Op het terrein van exportfinanciering is het beeld anders. Waar de Nederlandse faciliteit vooral de mogelijkheden onder de EKV-vlag betreft, combineren de andere landen dit met directe financiering door of namens de overheid. Daarmee hebben exporteurs uit die landen een concurrentievoordeel omdat zij meer zekerheid hebben over de beschikbaarheid van exportfinanciering en ook kunnen rekenen op betere voorwaarden.

Bij de in deze brief omschreven ontwikkelingshulp doet zich iets soortgelijks voor: in plaats van schenkingen die Nederland verstrekt (en die moeten worden gecombineerd met andere fondsen/leningen) verstrekken de buitenlandse overheden concessionele financieringen voor het hele project. Voor bedrijven die ontwikkelingsprojecten uitvoeren is dan het voordeel dat een restfinanciering achterwege kan blijven.

Belangrijke notie is dat het verstrekken van exportfinancieringen (of subsidies in rentes etc.) een budgettair beslag opleveren. Hetzelfde geldt voor concessionele financieringen (een lening veronderstelt terugbetaling maar een terugbetaling van een lening met zachte voorwaarden is nooit voldoende om weer quitte te spelen).

Ik besluit met de boodschap die de kern vormt van de brief: het is de inzet van het kabinet om de export zo optimaal mogelijk te ondersteunen. Groei van de export is essentieel voor de welvaart van Nederland en het is bekend dat de meeste groei te behalen is in opkomende markten. Ook kan worden vastgesteld dat overheden in deze landen veelal een steviger positie in het economische domein hebben dan in de meer ontwikkelde markten en ook dat de markten minder eenvoudig toegankelijk zijn. Nederlandse bedrijven doen dan ook steeds vaker een beroep op ondersteuning vanuit de overheid. Uit mijn brief blijkt dat er kansen liggen voor verdere versterking van het beleid ten aanzien van internationaal ondernemen. De concrete invulling is aan een volgend kabinet.

────────────────

## OPDRACHTEN
a. Herhaal woordelijk het deel van de tekst over exportfinanciering van "Belangrijke notie is" tot "quitte te spelen).".
b. Welk voordeel hebben bedrijven die ontwikkelingsprojecten uitvoeren volgens de tekst over exportfinanciering wanneer buitenlandse overheden het hele project concessioneel financieren?
c. Schrijf de tekst over exportfinanciering verder, aansluitend op de laatste zin.

## MATERIAAL
────────────────

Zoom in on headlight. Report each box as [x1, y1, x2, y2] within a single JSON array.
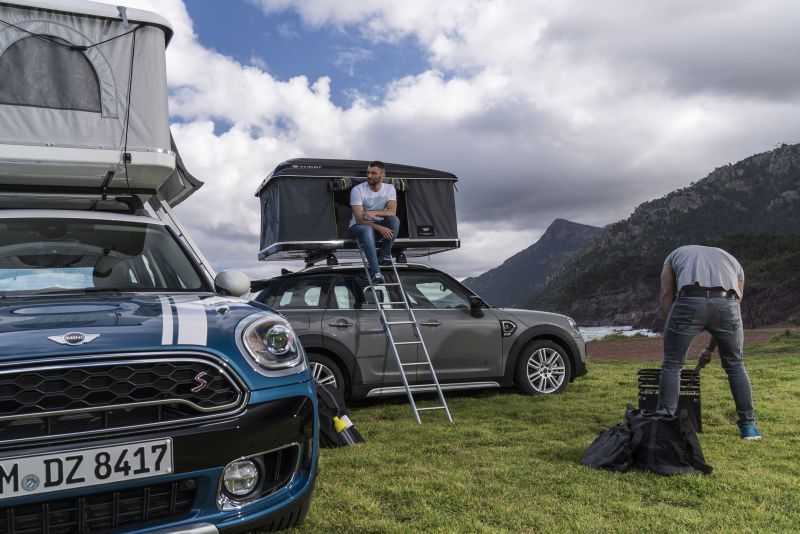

────────────────

## ANTWOORDEN PER OPDRACHT
a.
Belangrijke notie is dat het verstrekken van exportfinancieringen (of subsidies in rentes etc.) een budgettair beslag opleveren. Hetzelfde geldt voor concessionele financieringen (een lening veronderstelt terugbetaling maar een terugbetaling van een lening met zachte voorwaarden is nooit voldoende om weer quitte te spelen).

b. Voor hen kan een restfinanciering achterwege blijven.

c.
De staatssecretaris van Economische Zaken, Landbouw en Innovatie, H. Bleker


X Noot
2

De brief zal zich beperken tot een samenvatting en belangrijkste conclusies van de vergelijking van het Nederlandse exportinstrumentarium en dat in benchmarklanden Denemarken, Duitsland en Frankrijk. In de bijlages bij deze brief treft u een uitgebreid overzicht van de bevindingen, Ter inzage gelegd bij het Centraal Informatiepunt Tweede Kamer

X Noot
3

Agenda voor een strategische inzet van het instrumentarium voor exportfinanciering, Den Haag 4 juli

X Noot
4

Zo is de Wereldbank nog onlangs in Nederland geweest voor 2-daagse consultaties, samen met de Afrikaanse en Aziatische ontwikkelingsbank. Verslag van deze consultaties is te vinden op http://web.worldbank.org/WBSITE/EXTERNAL/PROJECTS/PROCUREMENT/0,,contentMDK:23226925~pagePK:84271~piPK:84287~theSitePK:84266,00.html

X Noot
5

De inzet van ODA bij exportfinanciering is overigens onderhavig aan internationale regels over de definitie van ODA en het gebruik van overheidsmiddelen voor exportbevordering. Binnen de internationale gemeenschap verschilt ook de interpretatie van internationale afspraken op het gebied van hulpeffectiviteit (zoals over de ontbinding van hulp).